[Begin Information shown]

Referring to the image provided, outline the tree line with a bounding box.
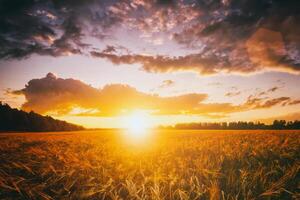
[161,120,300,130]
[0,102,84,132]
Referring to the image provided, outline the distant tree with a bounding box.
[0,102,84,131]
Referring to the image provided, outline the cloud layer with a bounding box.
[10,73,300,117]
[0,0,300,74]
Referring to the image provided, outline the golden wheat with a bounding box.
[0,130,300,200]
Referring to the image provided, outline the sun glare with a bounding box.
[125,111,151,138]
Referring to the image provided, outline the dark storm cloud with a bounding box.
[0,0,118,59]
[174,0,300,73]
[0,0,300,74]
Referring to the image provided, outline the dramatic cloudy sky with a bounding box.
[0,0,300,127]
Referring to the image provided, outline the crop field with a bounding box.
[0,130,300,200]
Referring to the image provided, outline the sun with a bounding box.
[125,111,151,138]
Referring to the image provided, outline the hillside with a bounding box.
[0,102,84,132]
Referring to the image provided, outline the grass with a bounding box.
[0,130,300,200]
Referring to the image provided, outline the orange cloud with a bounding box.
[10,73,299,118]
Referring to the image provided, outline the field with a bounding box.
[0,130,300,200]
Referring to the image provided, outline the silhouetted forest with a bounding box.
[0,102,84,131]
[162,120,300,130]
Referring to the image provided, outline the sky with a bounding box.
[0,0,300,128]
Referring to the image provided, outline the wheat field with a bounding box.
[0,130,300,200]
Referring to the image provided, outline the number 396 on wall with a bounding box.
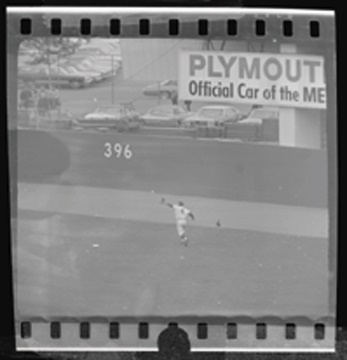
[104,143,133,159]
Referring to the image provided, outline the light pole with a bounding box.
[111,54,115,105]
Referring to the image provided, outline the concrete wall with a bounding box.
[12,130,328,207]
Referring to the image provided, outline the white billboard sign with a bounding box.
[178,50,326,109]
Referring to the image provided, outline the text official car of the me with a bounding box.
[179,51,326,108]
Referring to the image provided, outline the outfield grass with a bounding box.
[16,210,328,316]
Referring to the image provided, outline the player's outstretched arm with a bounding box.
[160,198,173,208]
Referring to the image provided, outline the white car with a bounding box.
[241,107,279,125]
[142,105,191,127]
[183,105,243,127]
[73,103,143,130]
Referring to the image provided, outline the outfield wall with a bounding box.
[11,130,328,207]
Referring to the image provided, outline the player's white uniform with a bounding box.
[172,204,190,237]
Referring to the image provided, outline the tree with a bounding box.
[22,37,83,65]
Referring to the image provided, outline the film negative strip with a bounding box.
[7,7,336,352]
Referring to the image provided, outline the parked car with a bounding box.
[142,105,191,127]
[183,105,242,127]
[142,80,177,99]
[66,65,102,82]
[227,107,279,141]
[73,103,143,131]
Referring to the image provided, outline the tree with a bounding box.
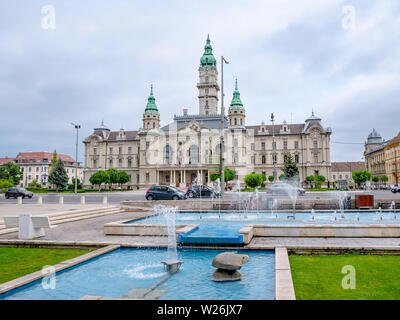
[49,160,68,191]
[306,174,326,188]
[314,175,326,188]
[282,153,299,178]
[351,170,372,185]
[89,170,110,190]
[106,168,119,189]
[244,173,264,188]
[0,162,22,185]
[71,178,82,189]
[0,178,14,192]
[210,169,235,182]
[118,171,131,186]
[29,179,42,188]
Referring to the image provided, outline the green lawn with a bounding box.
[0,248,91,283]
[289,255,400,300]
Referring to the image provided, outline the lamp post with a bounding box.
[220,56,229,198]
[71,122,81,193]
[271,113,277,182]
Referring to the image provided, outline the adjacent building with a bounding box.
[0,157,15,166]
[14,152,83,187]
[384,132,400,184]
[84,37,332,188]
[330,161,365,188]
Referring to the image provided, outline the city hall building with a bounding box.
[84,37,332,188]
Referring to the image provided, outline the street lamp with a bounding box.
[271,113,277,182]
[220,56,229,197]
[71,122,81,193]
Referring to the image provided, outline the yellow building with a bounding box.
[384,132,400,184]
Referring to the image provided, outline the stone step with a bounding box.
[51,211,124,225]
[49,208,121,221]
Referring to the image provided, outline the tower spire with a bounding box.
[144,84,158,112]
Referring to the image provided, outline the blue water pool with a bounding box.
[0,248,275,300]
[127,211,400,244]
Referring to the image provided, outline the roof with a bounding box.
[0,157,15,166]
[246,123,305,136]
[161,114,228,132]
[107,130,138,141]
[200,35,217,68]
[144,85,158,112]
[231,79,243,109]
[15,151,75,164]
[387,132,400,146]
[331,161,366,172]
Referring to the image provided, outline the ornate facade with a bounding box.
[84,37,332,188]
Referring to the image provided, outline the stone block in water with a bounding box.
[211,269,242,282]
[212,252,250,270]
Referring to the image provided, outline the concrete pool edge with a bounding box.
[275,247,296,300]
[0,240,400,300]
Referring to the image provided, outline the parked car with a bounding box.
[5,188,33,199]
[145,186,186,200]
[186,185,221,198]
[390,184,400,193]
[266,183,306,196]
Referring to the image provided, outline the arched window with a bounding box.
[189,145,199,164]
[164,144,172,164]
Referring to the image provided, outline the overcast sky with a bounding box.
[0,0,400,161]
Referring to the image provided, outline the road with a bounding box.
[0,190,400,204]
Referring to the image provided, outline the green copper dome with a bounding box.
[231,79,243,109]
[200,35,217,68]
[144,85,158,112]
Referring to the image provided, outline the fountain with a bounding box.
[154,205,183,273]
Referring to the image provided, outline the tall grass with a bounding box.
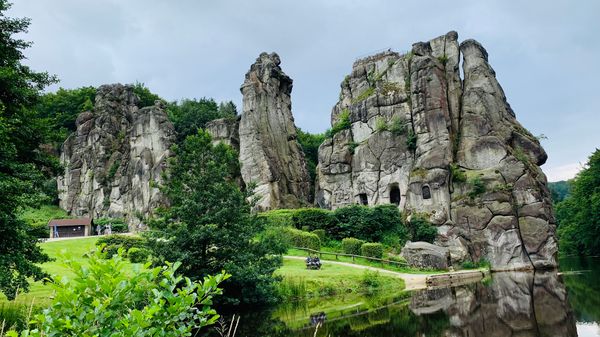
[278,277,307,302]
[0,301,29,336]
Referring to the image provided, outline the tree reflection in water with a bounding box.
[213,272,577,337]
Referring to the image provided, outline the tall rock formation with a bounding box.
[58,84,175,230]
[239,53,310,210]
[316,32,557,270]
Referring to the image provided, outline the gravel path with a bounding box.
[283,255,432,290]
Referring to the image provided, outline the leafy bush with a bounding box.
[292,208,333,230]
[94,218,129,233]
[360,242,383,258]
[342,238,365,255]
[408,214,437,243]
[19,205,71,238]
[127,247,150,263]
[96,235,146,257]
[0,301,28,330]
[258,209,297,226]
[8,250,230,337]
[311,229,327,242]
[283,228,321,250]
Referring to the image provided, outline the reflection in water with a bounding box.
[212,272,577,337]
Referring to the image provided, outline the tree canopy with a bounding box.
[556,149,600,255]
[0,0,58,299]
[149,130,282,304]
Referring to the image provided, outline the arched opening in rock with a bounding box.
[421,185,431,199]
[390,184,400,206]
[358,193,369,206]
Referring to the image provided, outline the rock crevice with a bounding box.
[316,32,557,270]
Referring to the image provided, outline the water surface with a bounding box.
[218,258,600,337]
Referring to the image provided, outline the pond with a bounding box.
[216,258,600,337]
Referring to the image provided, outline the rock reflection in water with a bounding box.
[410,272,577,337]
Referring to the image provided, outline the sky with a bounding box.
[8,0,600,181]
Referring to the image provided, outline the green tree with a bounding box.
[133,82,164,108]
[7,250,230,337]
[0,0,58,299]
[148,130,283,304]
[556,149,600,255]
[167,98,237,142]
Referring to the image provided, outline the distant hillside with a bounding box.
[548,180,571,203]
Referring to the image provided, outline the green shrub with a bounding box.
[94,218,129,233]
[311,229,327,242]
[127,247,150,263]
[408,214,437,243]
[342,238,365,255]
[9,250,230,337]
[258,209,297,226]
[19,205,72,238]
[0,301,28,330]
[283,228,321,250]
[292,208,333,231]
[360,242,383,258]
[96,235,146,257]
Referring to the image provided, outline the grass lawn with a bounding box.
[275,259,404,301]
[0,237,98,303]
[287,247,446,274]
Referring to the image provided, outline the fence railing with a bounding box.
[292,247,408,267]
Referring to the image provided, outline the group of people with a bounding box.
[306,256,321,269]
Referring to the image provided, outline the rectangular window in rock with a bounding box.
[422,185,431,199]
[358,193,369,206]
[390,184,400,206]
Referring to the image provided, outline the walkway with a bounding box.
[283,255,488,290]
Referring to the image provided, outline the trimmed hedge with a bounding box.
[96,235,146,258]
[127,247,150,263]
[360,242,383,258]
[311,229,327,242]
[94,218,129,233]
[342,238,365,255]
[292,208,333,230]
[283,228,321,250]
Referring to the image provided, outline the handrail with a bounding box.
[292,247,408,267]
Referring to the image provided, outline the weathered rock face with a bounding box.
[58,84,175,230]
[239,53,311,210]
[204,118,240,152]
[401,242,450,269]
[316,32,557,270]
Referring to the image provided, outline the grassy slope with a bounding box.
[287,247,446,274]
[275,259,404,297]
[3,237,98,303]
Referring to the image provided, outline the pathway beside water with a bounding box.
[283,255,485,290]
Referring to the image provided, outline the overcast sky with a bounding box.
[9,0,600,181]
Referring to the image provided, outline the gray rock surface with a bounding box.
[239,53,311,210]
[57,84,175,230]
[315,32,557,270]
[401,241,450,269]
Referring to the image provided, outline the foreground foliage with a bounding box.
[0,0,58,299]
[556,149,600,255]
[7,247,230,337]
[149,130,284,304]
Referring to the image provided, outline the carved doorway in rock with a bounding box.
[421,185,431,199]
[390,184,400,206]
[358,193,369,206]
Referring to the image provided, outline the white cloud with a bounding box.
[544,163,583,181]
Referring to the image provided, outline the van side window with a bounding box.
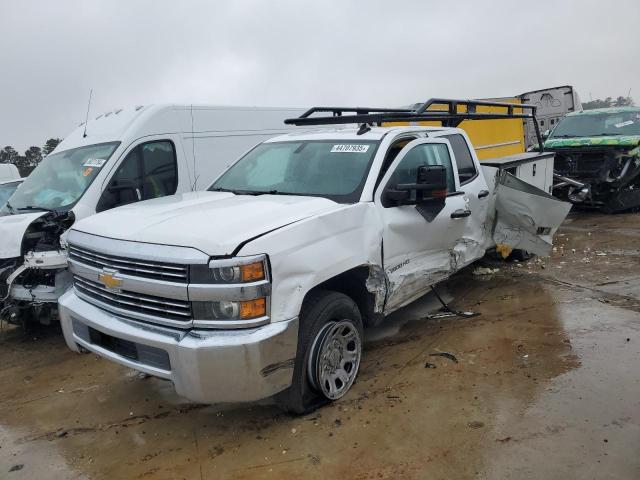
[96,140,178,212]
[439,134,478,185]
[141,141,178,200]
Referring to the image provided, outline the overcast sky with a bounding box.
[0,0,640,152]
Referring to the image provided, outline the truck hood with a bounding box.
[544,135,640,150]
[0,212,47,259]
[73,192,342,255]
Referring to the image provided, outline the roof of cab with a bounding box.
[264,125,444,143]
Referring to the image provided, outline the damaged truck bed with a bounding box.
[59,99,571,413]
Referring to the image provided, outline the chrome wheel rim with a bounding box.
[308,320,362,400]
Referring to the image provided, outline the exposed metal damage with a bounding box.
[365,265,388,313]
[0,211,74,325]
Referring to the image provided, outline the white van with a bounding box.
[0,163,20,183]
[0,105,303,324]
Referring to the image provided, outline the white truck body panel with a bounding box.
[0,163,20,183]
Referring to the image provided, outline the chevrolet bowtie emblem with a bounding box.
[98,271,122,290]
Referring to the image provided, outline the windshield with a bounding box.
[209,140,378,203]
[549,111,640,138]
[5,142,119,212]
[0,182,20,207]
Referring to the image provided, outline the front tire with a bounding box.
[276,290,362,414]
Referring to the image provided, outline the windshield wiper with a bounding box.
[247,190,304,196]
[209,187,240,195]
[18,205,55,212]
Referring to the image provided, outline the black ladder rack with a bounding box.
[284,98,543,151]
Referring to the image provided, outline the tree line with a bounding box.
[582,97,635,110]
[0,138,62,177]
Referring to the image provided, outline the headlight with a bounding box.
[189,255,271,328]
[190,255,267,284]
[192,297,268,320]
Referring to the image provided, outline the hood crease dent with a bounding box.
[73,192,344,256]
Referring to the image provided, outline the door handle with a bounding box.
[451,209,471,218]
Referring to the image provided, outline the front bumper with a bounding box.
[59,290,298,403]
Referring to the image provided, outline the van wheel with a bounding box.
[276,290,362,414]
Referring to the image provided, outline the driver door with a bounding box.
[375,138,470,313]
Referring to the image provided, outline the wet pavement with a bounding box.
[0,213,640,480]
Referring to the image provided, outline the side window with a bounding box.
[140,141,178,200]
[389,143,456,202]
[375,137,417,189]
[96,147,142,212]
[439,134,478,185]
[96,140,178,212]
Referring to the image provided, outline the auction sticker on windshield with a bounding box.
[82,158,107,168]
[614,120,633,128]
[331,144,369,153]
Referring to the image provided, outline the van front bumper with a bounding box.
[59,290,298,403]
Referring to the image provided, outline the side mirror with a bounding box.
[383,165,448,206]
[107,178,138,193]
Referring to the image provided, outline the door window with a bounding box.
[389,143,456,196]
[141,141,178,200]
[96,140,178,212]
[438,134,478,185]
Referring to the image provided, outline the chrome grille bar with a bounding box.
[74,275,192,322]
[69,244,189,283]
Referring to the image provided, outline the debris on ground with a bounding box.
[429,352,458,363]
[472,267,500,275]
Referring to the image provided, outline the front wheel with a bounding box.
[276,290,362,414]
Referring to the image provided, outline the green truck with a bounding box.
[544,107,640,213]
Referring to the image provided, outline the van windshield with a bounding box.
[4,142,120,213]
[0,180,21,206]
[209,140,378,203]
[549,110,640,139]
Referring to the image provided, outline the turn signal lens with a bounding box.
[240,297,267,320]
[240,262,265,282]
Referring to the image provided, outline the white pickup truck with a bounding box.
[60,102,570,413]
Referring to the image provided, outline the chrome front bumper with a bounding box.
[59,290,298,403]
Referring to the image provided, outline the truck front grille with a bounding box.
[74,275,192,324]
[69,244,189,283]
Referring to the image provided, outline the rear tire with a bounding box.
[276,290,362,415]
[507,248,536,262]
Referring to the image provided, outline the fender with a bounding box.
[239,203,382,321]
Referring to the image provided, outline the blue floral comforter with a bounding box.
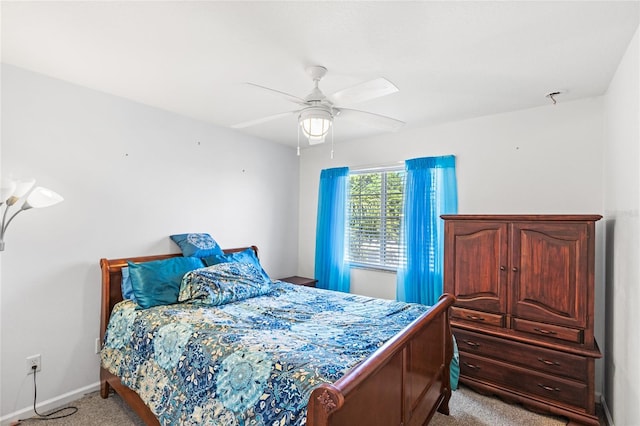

[End Information shown]

Description of the task
Recast the entries from the line containing "Referring to the image provided, outline the handrail" through the line containing "[0,0,640,152]", inclusive, as a Markdown table with the columns "Index" and "Content", numbering each row and skipping blank lines. Leave the pictures out of the table.

Task answer
| Index | Content |
|---|---|
| 1 | Referring to the image provided, outline the handrail with a bounding box. |
| 2 | [292,247,408,267] |
| 3 | Referring to the image provided, outline the weathered rock face with a bounding box. |
| 4 | [58,84,175,230] |
| 5 | [239,53,311,210] |
| 6 | [204,118,240,152] |
| 7 | [401,242,450,269] |
| 8 | [316,32,557,270] |
| 9 | Referring to the image provided, outline the grassy slope with a bounding box. |
| 10 | [287,247,446,274] |
| 11 | [275,259,404,297] |
| 12 | [3,237,98,303] |
| 13 | Referring to the image provided, outline the pathway beside water with a bounding box. |
| 14 | [283,255,485,290] |
| 15 | Referring to the image provided, outline the overcast sky with a bounding box. |
| 16 | [9,0,600,181] |
| 17 | Referring to the image provided, outline the gray rock surface with a bounding box. |
| 18 | [239,53,311,210] |
| 19 | [57,84,175,230] |
| 20 | [315,32,557,270] |
| 21 | [401,241,450,269] |
| 22 | Referring to the image provided, outline the foreground foliage with a bounding box. |
| 23 | [0,0,58,299] |
| 24 | [556,149,600,255] |
| 25 | [7,247,230,337] |
| 26 | [149,130,284,304] |
| 27 | Referring to the image provided, outline the carved doorway in rock with a bounding box. |
| 28 | [421,185,431,199] |
| 29 | [390,184,400,206] |
| 30 | [358,193,369,206] |
| 31 | Referring to the image provided, outline the white cloud with a bounding box. |
| 32 | [544,163,583,181] |
| 33 | Referring to the image provided, outline the van side window with a bounding box. |
| 34 | [96,140,178,212] |
| 35 | [439,134,478,185] |
| 36 | [141,141,178,200] |
| 37 | Referring to the image provided, outline the overcast sky with a bounding box. |
| 38 | [0,0,640,152] |